Written exercise -> Add 22 to each number in the coordinates and rewrite every line from the one containing "ground and report the position of each." down to the one containing "(1125, 177)", both ends included, leaving all other wording unchanged.

Given records ->
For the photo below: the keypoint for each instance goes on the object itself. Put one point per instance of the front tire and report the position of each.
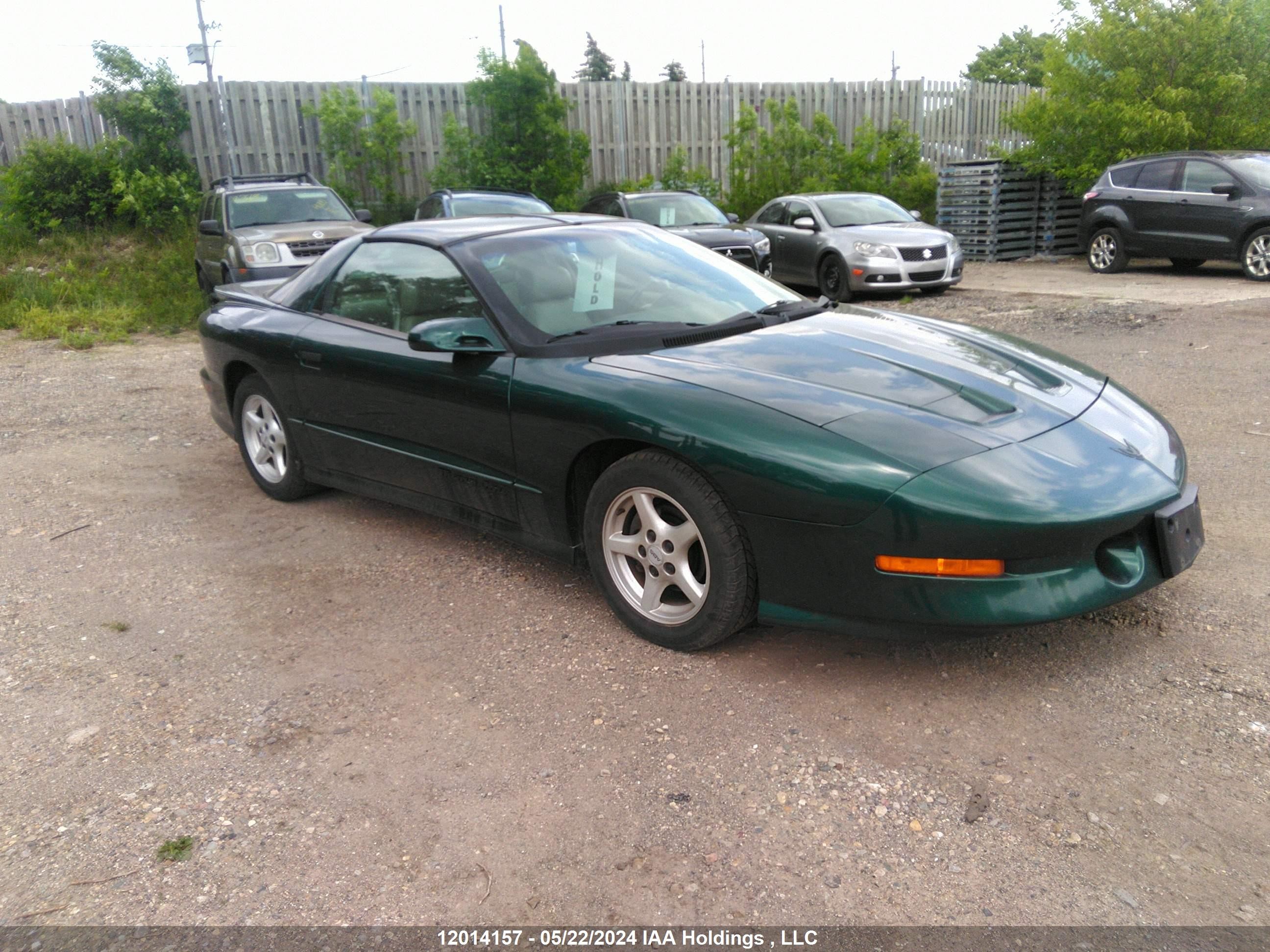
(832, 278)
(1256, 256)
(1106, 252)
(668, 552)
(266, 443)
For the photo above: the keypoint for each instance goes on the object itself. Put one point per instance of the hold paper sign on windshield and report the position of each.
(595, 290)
==
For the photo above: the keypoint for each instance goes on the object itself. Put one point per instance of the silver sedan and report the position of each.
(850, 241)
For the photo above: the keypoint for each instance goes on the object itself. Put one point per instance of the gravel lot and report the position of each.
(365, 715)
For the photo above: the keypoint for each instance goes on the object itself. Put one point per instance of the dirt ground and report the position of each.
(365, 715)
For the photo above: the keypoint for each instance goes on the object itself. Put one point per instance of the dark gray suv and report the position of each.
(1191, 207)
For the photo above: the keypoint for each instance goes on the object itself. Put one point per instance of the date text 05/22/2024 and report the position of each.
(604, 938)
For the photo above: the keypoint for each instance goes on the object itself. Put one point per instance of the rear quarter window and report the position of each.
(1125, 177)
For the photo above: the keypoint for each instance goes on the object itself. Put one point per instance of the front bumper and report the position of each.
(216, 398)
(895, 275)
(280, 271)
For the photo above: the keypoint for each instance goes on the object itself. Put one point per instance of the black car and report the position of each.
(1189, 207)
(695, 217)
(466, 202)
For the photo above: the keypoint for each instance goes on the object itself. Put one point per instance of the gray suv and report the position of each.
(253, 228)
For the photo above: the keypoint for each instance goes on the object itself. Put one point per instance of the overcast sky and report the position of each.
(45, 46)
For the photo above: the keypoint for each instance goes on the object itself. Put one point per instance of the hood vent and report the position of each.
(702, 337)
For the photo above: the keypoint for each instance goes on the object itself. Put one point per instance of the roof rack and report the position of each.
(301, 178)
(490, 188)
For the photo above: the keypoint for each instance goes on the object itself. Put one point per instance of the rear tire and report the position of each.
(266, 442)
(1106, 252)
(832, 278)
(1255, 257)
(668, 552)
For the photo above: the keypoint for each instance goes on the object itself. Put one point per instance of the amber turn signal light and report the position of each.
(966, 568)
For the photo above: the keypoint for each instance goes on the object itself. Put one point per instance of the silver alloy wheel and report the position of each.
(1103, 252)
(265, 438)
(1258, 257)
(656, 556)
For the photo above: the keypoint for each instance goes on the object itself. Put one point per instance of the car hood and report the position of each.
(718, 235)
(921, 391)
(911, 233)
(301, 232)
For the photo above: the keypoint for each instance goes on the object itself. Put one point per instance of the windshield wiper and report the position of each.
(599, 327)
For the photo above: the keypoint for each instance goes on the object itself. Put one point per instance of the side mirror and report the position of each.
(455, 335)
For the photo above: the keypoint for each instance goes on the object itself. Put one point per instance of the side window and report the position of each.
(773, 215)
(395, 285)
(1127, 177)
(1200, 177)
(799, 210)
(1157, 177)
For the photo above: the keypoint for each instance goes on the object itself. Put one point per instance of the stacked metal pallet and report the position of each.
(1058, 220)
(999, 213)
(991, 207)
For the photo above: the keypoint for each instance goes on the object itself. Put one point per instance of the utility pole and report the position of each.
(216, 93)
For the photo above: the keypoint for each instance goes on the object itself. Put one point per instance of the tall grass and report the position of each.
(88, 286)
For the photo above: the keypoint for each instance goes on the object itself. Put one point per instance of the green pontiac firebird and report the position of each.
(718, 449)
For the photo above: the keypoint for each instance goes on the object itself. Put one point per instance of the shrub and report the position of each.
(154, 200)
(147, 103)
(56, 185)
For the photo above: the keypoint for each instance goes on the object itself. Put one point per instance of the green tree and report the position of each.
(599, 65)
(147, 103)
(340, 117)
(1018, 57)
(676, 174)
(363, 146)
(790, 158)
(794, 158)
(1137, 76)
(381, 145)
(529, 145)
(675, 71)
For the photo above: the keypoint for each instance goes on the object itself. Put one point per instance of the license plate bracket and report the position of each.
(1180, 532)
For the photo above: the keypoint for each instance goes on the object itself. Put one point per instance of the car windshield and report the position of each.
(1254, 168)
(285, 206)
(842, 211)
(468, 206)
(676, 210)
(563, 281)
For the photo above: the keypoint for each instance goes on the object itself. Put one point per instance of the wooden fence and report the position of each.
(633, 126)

Answer for the task ->
For the photo above: the keypoint for each instance goes on the object itself. Put one point per instance of the dirt ground and report the position of each.
(387, 737)
For the photo above: the keypoint for each instance goes on the object itself. Put one point per instance of the dark gray suv and report the position of each.
(1213, 229)
For the photo above: the keypoint for each instance goes on the object itself. Put one point per instance of the date text 05/22/2024 and report the position of each.
(626, 960)
For the photo above: the keypoint for each instance goes on the object itself. Put one point per instance of the rear quarter window and report the position of each.
(1147, 199)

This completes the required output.